_EXERCISE 1:_ Edit the report on COVID-19 vaccine mandates starting with "While cautious about" and going on through "the coming weeks.", putting "scrapping" in place of "dismantling".
_EXERCISE 2:_ Continue the report on COVID-19 vaccine mandates from its last sentence.

_TEXT UNDER STUDY:_
....
The Conservative motion is expected to fail. The other opposition parties, including the Bloc Québécois and the NDP, said Thursday a sprint to dump all COVID-19 restrictions would be reckless.

NDP MP Don Davies, the party's health critic, said withdrawing vaccine mandates now would be "irresponsible" and "harmful to the health of Canadians."

Liberal MP Kevin Lamoureux, the parliamentary secretary to the government House leader, called the Conservative motion "stupid."

"The Conservatives can't click their heels together and wish the pandemic would come to an end," he said, saying the party has become a "far-right" movement that panders to anti-vaccine elements.

'We must not let our guard down' - Duclos
Addressing the Commons on the motion, Health Minister Jean-Yves Duclos said the government is aware of how disruptive some of these restrictions have been for Canadians over the past two years -- but he suggested that with the highly transmissible Omicron variant and its subvariant, BA.2, in circulation, it's too soon to drop all restrictions now.

"We do want to put COVID behind us but we can't take our success for granted," Duclos said. "COVID-19 is still very much present in Canada and we must be cautious. The epidemiological situation in Canada is improving but it is unstable. We must not let our guard down."

While cautious about dismantling the mandate regime, Dr. Theresa Tam, Canada's chief public health officer, said last week that the government is reviewing the policy with an eye to ending it in the coming weeks.

Tam says the federal government is 'examining' all vaccine mandates
Tam said all federal vaccine mandates are under review now because the science tells us the primary series of the COVID-19 vaccine -- the first two doses -- offers very little protection against the Omicron variant.

While scientists and vaccine developers initially thought those first two shots would reduce transmission of the COVID-19 virus, the emergence of new variants with different characteristics has upended that thinking, Tam said.

"The game-changer has been an Omicron variant, which is a vaccine-escape variant," Tam said.

The first two doses do very little to stop someone from contracting COVID-19, but Tam said they still offer some protection against severe outcomes like hospitalization and death.

Conservatives have pointed to Canada's high vaccination rates as justification for ending the remaining federal restrictions on civil servants and travellers. Duclos said the priority should be bolstering stalled booster dose vaccination rates, which remain stuck at about 60 per cent. "These numbers are not enough," he said.
....
_SOURCE DATA:_
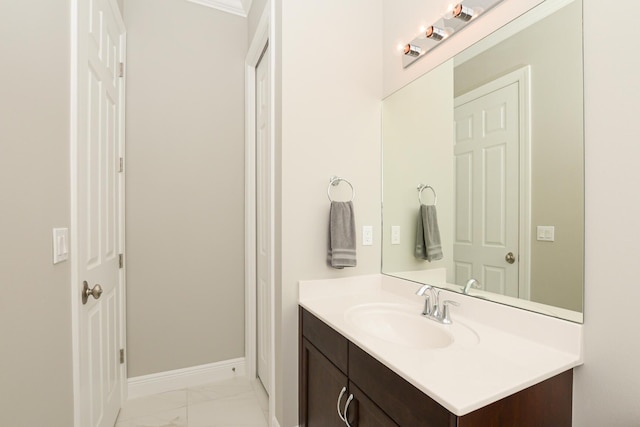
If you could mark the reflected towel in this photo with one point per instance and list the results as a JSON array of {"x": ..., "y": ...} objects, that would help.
[
  {"x": 428, "y": 245},
  {"x": 342, "y": 235}
]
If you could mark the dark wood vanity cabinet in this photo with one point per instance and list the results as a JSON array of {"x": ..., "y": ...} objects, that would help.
[{"x": 330, "y": 363}]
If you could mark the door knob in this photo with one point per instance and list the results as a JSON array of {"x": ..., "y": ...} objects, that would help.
[
  {"x": 510, "y": 258},
  {"x": 95, "y": 292}
]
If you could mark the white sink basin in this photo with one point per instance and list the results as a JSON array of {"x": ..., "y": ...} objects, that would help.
[{"x": 405, "y": 326}]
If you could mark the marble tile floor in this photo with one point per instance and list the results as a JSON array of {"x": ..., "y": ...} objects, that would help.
[{"x": 238, "y": 402}]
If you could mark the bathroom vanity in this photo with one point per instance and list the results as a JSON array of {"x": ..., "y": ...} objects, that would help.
[{"x": 348, "y": 372}]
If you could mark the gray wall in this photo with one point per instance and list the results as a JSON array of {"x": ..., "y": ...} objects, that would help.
[
  {"x": 185, "y": 185},
  {"x": 606, "y": 388},
  {"x": 35, "y": 306},
  {"x": 254, "y": 15}
]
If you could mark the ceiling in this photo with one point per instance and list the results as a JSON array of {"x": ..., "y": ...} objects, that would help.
[{"x": 236, "y": 7}]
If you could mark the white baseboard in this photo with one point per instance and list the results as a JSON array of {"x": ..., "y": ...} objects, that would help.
[{"x": 182, "y": 378}]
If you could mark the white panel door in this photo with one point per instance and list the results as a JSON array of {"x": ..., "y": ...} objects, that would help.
[
  {"x": 100, "y": 92},
  {"x": 487, "y": 184},
  {"x": 264, "y": 195}
]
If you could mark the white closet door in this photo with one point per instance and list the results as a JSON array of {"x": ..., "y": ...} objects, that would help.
[
  {"x": 487, "y": 184},
  {"x": 101, "y": 40},
  {"x": 264, "y": 197}
]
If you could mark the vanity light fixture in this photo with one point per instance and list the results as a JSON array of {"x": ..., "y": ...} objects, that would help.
[
  {"x": 462, "y": 12},
  {"x": 412, "y": 50},
  {"x": 452, "y": 21}
]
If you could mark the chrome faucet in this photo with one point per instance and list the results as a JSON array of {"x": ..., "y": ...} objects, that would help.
[
  {"x": 432, "y": 311},
  {"x": 471, "y": 283}
]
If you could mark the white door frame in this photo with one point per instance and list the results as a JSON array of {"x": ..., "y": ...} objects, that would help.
[
  {"x": 522, "y": 77},
  {"x": 78, "y": 40},
  {"x": 258, "y": 43}
]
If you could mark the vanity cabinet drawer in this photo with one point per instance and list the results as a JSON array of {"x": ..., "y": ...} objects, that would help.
[
  {"x": 330, "y": 343},
  {"x": 365, "y": 413},
  {"x": 320, "y": 386}
]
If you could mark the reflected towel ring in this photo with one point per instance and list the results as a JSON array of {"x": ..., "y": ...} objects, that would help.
[
  {"x": 334, "y": 181},
  {"x": 421, "y": 188}
]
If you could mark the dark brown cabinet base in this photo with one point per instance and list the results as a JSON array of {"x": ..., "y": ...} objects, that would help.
[{"x": 381, "y": 398}]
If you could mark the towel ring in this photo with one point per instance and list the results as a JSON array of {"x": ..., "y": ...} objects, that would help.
[
  {"x": 334, "y": 181},
  {"x": 421, "y": 188}
]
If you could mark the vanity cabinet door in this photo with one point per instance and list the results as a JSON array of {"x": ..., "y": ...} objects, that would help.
[
  {"x": 320, "y": 386},
  {"x": 364, "y": 413}
]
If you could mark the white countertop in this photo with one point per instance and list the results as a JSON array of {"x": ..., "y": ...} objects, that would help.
[{"x": 515, "y": 348}]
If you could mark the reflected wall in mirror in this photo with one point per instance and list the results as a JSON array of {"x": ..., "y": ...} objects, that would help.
[{"x": 497, "y": 132}]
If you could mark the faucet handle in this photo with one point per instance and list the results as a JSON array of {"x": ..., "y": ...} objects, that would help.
[
  {"x": 427, "y": 306},
  {"x": 424, "y": 288},
  {"x": 446, "y": 319}
]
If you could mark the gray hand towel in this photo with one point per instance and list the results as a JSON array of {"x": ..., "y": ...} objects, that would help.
[
  {"x": 428, "y": 245},
  {"x": 342, "y": 235}
]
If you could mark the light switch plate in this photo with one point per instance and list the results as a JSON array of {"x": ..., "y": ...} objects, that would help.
[
  {"x": 60, "y": 245},
  {"x": 546, "y": 233},
  {"x": 367, "y": 235},
  {"x": 395, "y": 234}
]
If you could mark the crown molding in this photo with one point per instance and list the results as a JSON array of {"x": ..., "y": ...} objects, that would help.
[{"x": 235, "y": 7}]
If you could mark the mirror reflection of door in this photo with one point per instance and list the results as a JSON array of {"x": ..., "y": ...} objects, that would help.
[{"x": 487, "y": 182}]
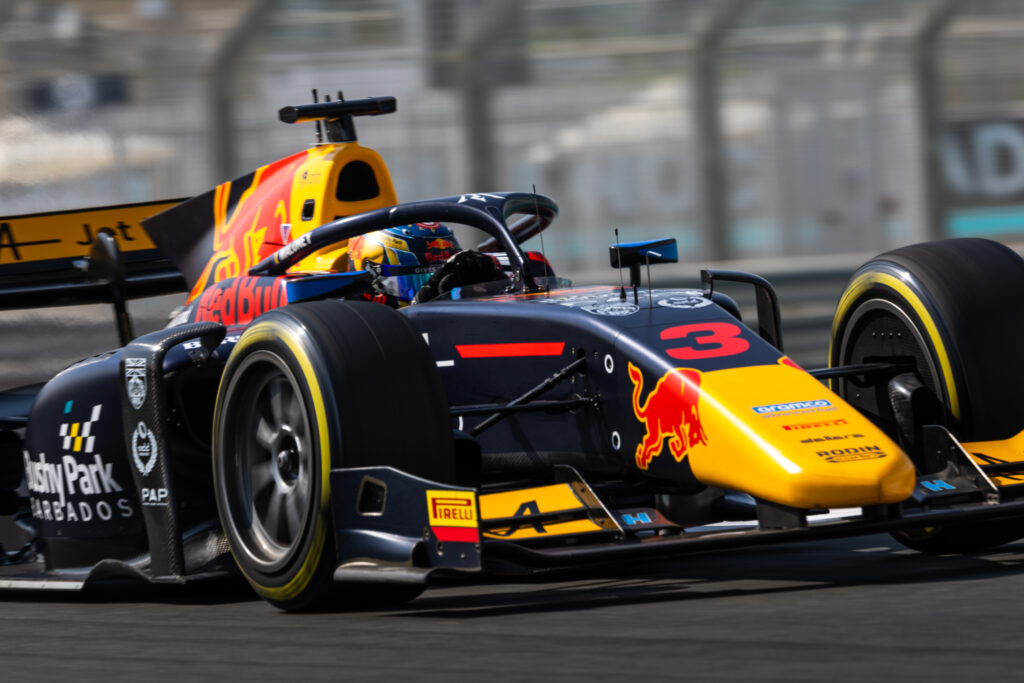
....
_ANSWER SECTION 1:_
While cautious about scrapping the mandate regime, Dr. Theresa Tam, Canada's chief public health officer, said last week that the government is reviewing the policy with an eye to ending it in the coming weeks.

_ANSWER SECTION 2:_
After weeks of decline, the number of COVID-19 cases being reported each day has increased in some Canadian jurisdictions.

But it's hard to tell just how pervasive Omicron cases are at this point because some provinces and territories have started to dismantle their mass testing sites -- while also severely restricting who can access a PCR test to check for positivity.

With testing constrained, Duclos said, the federal government is pushing ahead with a massive procurement effort to buy many more rapid tests.

'Downright irresponsible'
When Omicron first hit in December, Ottawa had relatively few tests on hand to distribute to the provinces and territories to help Canadians check their status before gathering for Christmas festivities. Duclos said a recently passed bill, Bill C-10, will send $2.5 billion in new funding to Health Canada to keep a steady supply of rapid tests in stock as the country enters a BA.2-driven phase of this pandemic.

Bloc MP Maxime Blanchette-Joncas said the Conservative push to do away with all COVID measures is "excessive" given the spike in COVID-19 cases overseas. He said that while the Bloc supports the government tabling some sort of timeline for ending restrictions, it would be a mistake to simply revert to pre-COVID policy now.

"We've been seeing a major resurgence of COVID cases in Europe -- the U.K., Ireland, Greece, Italy ..." he said. "It's downright irresponsible to want to lift all remaining measures at this precise moment."

"It looks like another effort by the Conservatives to politicize the pandemic, vaccination and health measures," he added, saying the party has become "the standard bearer for the most radical elements of the movement opposing health measures."